# YOUR ASSIGNMENT
Please rewrite the material below, switching each "rough mask" to "coarse mask" and leaving everything else as it is.

[DATASET CONTENT Boundary: Start]

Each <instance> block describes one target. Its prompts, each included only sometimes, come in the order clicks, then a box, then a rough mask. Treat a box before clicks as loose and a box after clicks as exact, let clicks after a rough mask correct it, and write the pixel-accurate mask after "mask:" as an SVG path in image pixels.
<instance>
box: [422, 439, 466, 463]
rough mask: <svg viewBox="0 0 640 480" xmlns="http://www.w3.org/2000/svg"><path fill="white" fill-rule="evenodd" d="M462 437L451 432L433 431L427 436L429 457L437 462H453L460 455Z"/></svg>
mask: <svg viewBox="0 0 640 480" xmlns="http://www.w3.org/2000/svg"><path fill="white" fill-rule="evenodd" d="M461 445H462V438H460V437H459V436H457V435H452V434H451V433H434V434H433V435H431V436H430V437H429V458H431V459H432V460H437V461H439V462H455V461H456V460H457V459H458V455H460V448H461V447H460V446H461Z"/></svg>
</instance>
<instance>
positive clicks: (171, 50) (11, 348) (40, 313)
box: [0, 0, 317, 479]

[DATASET CONTENT Boundary: End]

# REPLY TO THE TASK
Each <instance> block describes one target. Its prompts, each included only sometimes, come in the order clicks, then a box, then a coarse mask. Treat a box before clicks as loose and a box after clicks as exact, let clicks after a coarse mask correct it, and write the pixel-accurate mask after "mask:" as an SVG path in image pixels.
<instance>
box: [422, 439, 466, 463]
coarse mask: <svg viewBox="0 0 640 480" xmlns="http://www.w3.org/2000/svg"><path fill="white" fill-rule="evenodd" d="M462 437L451 432L433 431L427 436L429 457L437 462H453L460 455Z"/></svg>
mask: <svg viewBox="0 0 640 480" xmlns="http://www.w3.org/2000/svg"><path fill="white" fill-rule="evenodd" d="M461 445H462V438H460V437H459V436H457V435H452V434H451V433H434V434H433V435H431V436H430V437H429V458H431V459H432V460H437V461H439V462H455V461H456V460H457V459H458V455H460V448H461V447H460V446H461Z"/></svg>
</instance>
<instance>
positive clicks: (171, 50) (11, 348) (40, 313)
box: [0, 0, 317, 479]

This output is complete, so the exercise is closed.